Keke Covers is cover album by American R&B recording artist Keke Wyatt. It was released on February 14, 2017, through Aratek Entertainment.

The album features covers from Mary J. Blige's cover of Rose Royce, Beyoncé, Jeremih, Prince and The New Power Generation, Rihanna, Zayn, Whitney Houston's cover of I Will Always Love You, Calvin Harris, Marvin Gaye and Chris Stapleton.

Background and release
After the success of the lead single Sexy Song taken from her fourth studio album Rated Love, Wyatt uploaded a cover music video of Mary J. Blige's version of "I'm Goin' Down" to her YouTube channel, announcing a series of covers titled "Keke Covers" on January 28, 2016. On February 2, 2016, in the fourth anniversary passing of Whitney Houston Wyatt released her second cover video covering "I Will Always Love You" paying a tribute to the singer. On March 1, 2016, a cover of Beyoncé's "Love On Top" was released to Wyatt's YouTube channel. On March 15, 2016, a cover of "Diamonds" by Rihanna was uploaded.

### [PROVIDED MATERIAL]
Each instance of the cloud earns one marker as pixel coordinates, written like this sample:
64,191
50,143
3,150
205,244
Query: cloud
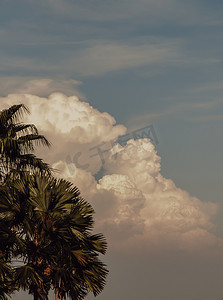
39,86
102,57
136,207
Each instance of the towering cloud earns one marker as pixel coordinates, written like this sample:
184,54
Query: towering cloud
136,207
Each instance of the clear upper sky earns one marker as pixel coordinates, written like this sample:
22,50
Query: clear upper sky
145,62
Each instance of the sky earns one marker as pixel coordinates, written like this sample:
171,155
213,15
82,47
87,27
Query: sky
130,95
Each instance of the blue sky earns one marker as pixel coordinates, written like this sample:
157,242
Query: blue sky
144,62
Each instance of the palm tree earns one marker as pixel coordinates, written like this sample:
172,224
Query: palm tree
55,225
17,142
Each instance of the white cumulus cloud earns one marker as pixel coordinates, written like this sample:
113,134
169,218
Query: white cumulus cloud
136,207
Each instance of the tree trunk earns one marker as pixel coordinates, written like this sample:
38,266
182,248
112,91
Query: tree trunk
57,296
38,295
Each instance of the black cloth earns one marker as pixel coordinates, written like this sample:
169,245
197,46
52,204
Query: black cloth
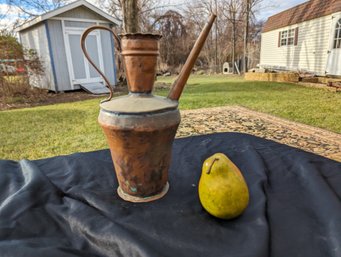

### [GOALS]
a) In the Keke Covers text, begin at the words "Background and release" and stop after "Rihanna was uploaded.". Write that passage out again, renaming "Wyatt" as "Keke Wyatt" throughout.
b) Name every song title mentioned in the Keke Covers text.

### [SOLUTIONS BELOW]
a)
Background and release
After the success of the lead single Sexy Song taken from her fourth studio album Rated Love, Keke Wyatt uploaded a cover music video of Mary J. Blige's version of "I'm Goin' Down" to her YouTube channel, announcing a series of covers titled "Keke Covers" on January 28, 2016. On February 2, 2016, in the fourth anniversary passing of Whitney Houston Keke Wyatt released her second cover video covering "I Will Always Love You" paying a tribute to the singer. On March 1, 2016, a cover of Beyoncé's "Love On Top" was released to Keke Wyatt's YouTube channel. On March 15, 2016, a cover of "Diamonds" by Rihanna was uploaded.

b)
- Sexy Song
- "I'm Goin' Down"
- "I Will Always Love You"
- "Love On Top"
- "Diamonds"